• **EXTRACTED RECORDS**
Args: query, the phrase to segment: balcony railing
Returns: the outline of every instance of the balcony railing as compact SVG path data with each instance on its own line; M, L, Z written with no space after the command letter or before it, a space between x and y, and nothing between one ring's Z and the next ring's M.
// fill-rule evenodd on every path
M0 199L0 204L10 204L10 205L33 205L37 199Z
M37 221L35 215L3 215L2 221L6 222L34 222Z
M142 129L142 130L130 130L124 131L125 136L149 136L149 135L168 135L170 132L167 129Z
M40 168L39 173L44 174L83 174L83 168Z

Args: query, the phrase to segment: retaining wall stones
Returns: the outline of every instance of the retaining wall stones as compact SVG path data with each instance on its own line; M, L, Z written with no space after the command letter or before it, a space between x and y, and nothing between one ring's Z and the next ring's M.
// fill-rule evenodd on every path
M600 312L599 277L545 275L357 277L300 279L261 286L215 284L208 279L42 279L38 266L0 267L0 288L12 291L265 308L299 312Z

...

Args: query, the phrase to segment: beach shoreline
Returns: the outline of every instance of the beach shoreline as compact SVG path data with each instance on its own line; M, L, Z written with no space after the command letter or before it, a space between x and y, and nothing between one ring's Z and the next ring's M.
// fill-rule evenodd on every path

* * *

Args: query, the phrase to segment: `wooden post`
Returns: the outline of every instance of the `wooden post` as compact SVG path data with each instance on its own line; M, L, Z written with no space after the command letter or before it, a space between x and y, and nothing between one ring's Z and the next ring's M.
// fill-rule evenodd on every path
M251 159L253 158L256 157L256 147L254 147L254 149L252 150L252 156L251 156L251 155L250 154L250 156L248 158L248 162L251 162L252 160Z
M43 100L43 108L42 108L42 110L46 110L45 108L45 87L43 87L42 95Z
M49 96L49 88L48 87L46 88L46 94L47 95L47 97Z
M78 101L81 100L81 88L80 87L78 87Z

• **TASK INSTRUCTIONS**
Which lines of the listing above contain the string "wall"? Copy each of them in full.

• **REPLY TO THE TASK**
Args: query, the phrase to segment: retaining wall stones
Returns: the outline of every instance of the retaining wall stones as compact SVG path data with each instance on its own line; M, L, Z written with no space after the command letter or before it, a space between x and y, and nothing between one ring's Z and the next ring's M.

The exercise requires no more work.